[TASK DETAILS]:
Take the line containing "Where can the metal" and every line after it in the data below, and print them exactly as given, with nothing else.

[DATA FOR THE TASK]:
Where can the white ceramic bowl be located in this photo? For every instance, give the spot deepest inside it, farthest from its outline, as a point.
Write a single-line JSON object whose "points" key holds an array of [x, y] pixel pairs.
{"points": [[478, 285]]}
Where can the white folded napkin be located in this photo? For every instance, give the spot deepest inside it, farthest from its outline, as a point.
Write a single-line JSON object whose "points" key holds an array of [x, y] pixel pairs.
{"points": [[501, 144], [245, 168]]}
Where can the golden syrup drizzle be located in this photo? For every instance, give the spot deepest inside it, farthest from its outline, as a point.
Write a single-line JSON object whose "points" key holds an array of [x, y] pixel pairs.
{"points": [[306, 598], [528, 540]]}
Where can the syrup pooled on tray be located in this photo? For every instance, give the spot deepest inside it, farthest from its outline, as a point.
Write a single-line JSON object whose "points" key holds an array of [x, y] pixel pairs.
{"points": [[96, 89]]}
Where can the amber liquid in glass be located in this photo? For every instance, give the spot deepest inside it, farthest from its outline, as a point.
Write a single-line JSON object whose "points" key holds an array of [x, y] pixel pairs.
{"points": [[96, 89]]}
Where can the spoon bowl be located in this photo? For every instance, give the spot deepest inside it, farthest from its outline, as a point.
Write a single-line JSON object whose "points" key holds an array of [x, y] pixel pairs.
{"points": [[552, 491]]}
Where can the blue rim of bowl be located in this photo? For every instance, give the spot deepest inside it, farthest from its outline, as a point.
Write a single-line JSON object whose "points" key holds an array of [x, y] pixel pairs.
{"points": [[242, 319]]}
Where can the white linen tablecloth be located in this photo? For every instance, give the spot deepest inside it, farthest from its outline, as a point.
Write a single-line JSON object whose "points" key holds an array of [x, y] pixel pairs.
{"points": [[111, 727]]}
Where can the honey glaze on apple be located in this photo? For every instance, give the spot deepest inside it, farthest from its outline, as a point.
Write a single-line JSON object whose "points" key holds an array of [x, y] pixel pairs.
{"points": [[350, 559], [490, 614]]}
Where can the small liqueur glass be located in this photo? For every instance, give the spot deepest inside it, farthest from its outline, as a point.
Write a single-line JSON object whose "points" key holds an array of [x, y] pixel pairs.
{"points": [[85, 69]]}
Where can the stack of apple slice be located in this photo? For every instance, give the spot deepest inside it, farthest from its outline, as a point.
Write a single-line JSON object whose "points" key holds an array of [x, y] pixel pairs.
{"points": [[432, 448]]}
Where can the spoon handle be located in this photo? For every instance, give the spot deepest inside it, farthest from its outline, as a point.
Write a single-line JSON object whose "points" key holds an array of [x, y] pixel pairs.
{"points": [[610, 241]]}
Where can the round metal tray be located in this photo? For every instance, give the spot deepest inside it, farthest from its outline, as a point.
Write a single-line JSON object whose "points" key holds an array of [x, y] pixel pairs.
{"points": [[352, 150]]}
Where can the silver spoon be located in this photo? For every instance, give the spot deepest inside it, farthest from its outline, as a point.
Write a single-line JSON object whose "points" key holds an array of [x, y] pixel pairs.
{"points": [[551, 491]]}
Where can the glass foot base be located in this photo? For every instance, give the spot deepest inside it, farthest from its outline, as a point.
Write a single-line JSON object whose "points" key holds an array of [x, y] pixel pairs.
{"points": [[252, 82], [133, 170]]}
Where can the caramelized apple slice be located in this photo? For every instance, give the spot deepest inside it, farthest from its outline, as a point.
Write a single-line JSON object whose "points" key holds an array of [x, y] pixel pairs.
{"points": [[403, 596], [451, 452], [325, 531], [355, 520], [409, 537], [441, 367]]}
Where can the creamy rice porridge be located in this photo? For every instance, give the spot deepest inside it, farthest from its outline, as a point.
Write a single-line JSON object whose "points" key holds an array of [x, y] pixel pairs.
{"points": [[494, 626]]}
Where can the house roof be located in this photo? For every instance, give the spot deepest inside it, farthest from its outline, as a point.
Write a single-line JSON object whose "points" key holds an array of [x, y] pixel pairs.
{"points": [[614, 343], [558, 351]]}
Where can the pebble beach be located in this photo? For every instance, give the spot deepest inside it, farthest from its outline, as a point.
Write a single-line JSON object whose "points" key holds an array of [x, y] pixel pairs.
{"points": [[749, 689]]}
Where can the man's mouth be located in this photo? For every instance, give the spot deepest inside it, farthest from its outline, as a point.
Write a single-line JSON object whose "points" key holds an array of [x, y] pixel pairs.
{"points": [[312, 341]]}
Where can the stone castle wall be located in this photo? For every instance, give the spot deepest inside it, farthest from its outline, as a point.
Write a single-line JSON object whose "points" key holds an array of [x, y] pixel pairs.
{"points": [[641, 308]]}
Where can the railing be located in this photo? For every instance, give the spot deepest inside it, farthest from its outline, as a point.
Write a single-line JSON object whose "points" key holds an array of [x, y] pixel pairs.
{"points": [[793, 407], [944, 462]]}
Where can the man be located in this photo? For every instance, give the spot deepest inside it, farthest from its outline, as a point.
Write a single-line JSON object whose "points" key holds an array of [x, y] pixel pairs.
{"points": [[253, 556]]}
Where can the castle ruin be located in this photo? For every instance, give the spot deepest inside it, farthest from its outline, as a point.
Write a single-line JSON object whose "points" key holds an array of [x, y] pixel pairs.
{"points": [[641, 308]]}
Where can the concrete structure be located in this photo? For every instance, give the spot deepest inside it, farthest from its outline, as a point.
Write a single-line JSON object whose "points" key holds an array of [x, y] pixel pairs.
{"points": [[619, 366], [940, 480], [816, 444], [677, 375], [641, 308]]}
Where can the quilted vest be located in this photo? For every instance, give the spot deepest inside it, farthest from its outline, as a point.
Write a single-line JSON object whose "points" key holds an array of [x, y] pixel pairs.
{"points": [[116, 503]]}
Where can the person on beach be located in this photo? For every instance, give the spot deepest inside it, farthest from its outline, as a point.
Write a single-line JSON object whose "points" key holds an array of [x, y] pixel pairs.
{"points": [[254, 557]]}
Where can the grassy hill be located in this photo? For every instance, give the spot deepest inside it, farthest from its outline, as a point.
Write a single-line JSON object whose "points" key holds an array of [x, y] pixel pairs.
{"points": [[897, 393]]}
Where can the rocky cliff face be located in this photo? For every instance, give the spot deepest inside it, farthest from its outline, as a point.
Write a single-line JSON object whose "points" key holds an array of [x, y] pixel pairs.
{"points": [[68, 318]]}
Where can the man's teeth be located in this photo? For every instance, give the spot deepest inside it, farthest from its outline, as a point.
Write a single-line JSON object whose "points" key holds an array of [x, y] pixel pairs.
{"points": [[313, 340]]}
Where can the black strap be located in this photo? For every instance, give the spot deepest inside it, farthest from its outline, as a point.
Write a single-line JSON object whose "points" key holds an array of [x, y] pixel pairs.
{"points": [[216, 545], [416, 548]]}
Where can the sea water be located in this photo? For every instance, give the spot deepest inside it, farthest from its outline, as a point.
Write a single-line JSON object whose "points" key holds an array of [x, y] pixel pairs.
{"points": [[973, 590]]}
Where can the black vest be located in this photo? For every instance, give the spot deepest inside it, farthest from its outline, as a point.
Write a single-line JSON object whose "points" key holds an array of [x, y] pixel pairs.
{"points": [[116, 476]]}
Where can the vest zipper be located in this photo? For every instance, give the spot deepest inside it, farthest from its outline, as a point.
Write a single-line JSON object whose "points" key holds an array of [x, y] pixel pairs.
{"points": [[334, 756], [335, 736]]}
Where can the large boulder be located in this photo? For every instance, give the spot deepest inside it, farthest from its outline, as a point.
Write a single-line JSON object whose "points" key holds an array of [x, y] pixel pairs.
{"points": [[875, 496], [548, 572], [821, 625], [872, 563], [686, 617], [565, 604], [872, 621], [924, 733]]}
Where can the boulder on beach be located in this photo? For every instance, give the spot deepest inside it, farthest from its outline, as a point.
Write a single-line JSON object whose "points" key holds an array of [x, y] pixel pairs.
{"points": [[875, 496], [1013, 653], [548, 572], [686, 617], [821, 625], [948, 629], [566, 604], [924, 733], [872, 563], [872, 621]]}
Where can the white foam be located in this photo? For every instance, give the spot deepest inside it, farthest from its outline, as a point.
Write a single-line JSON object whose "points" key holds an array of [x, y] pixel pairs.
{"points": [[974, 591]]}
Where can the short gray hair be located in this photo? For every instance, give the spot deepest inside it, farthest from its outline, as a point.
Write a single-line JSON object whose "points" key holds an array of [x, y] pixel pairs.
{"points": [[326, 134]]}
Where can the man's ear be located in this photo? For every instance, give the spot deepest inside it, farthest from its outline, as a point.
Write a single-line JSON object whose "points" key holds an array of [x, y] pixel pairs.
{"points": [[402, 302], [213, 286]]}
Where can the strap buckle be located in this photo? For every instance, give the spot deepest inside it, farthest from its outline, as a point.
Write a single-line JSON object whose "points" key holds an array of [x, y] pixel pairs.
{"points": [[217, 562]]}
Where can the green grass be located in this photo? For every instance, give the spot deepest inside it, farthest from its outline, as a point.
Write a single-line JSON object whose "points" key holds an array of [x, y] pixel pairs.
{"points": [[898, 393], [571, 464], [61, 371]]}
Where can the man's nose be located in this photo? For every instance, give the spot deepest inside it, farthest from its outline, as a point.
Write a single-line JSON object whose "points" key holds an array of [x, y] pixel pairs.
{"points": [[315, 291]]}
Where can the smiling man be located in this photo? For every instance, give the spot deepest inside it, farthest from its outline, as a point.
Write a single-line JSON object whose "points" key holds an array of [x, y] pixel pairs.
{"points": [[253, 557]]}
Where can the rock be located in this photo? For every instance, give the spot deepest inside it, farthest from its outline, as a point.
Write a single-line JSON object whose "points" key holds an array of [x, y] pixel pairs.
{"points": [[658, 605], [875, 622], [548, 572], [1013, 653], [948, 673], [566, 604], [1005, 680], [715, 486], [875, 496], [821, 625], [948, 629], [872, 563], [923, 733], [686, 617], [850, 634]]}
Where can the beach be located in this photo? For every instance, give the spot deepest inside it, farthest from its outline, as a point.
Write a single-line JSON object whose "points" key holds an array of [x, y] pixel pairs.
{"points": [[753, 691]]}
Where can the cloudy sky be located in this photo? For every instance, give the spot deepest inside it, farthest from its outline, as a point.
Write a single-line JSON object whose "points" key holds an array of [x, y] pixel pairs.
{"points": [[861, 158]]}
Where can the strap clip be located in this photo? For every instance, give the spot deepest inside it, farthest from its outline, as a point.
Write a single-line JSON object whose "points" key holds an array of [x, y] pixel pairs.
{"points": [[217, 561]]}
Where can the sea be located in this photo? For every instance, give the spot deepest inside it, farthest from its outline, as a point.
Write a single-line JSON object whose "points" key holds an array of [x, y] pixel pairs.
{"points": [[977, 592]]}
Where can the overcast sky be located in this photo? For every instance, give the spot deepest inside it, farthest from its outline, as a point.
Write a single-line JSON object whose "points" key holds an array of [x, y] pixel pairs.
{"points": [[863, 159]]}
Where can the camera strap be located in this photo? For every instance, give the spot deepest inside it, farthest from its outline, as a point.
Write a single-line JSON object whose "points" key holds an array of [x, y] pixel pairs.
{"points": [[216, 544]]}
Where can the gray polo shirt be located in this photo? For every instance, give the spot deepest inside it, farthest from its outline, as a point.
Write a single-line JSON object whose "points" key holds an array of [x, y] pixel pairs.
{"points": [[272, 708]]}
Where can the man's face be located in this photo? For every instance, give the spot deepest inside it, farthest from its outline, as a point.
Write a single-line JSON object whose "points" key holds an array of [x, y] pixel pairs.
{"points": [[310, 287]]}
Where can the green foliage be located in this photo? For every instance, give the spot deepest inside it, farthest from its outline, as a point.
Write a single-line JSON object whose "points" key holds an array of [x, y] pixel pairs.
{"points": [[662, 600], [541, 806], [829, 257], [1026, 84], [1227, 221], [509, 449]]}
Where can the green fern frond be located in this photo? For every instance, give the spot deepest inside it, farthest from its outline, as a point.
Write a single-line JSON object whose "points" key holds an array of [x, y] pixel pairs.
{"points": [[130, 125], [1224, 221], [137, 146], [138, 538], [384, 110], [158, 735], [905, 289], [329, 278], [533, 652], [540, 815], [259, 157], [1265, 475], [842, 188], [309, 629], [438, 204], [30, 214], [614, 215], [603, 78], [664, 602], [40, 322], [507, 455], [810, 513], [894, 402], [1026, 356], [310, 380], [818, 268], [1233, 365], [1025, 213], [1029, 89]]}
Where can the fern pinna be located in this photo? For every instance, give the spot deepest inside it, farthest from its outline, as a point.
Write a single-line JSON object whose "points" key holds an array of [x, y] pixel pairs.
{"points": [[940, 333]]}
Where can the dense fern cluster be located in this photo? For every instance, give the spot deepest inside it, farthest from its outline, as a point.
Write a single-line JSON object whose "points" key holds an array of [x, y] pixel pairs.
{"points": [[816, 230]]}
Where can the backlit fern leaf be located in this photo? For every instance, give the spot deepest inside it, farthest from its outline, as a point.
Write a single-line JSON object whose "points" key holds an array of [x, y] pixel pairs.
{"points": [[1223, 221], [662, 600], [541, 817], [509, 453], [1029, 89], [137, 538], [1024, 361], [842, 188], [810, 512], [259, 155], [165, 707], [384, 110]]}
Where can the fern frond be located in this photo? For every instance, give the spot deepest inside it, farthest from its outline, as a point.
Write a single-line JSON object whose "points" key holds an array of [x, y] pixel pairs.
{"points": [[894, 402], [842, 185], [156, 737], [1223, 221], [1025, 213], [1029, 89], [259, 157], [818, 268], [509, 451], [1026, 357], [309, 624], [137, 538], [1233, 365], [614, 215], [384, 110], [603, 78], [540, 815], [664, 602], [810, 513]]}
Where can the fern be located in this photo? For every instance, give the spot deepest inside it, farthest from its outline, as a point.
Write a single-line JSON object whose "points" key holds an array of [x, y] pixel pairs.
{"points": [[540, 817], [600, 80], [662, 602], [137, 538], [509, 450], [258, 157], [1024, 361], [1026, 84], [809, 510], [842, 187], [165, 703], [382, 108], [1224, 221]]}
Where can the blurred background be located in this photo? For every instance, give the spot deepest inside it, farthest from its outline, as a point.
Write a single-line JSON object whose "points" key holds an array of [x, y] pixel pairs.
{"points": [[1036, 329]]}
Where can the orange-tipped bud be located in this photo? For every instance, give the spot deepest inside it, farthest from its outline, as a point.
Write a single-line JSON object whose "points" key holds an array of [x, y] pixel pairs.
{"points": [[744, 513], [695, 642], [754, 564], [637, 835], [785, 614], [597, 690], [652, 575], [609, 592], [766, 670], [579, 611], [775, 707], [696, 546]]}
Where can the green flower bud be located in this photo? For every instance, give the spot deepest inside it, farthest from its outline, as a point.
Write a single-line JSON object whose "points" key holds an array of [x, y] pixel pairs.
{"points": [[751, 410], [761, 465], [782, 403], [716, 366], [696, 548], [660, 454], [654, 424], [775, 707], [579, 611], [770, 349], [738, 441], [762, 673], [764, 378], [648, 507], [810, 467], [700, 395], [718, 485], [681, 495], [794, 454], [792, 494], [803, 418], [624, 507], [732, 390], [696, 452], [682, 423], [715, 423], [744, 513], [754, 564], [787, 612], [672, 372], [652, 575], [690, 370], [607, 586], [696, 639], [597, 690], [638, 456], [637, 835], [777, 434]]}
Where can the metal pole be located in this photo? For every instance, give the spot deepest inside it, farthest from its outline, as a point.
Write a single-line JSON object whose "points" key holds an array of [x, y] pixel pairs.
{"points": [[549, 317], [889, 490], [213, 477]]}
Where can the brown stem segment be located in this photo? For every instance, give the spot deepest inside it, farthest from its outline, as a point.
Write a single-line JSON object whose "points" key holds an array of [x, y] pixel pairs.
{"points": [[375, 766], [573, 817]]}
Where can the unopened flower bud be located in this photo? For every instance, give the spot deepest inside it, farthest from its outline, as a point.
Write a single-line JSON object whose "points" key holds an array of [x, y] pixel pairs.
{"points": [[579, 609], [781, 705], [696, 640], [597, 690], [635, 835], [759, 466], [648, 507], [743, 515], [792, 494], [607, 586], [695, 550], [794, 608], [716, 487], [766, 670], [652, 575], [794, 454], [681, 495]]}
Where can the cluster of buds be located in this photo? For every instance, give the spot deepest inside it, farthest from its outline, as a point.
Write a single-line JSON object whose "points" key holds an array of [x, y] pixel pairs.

[ANSWER TO THE PROBLEM]:
Where can the metal pole be located in this photo? For every instance, give the spot deepest inside it, farthest from its outline, as a point.
Write a single-line JSON object whose "points" key holds an array of [x, y] pixel pairs.
{"points": [[549, 317], [889, 490], [213, 477]]}
Where can the brown stem segment be located in this photo? For every instance, give the spot deepest inside it, farthest from its outline, as a point.
Write a single-line JSON object whose "points" key holds an array of [x, y] pixel pairs.
{"points": [[375, 766], [573, 817]]}
Where can the unopened flower bud be located in this photo? For every instance, give the spot deepest inside it, farthest from its outline, as a point.
Write a single-line JSON object whose "points" key holds an array of [x, y] pixel pairs.
{"points": [[579, 609], [781, 705], [696, 640], [597, 690], [635, 835], [759, 466], [648, 507], [743, 515], [792, 494], [607, 586], [695, 550], [794, 608], [716, 487], [766, 670], [652, 575], [794, 454], [681, 495]]}
Where can the cluster of buds be located in this photo? For every instance, give the spot deepest inside it, farthest from its outline, as a point.
Write a single-line JSON object whose "points" key holds an array of [x, y] pixel pairs.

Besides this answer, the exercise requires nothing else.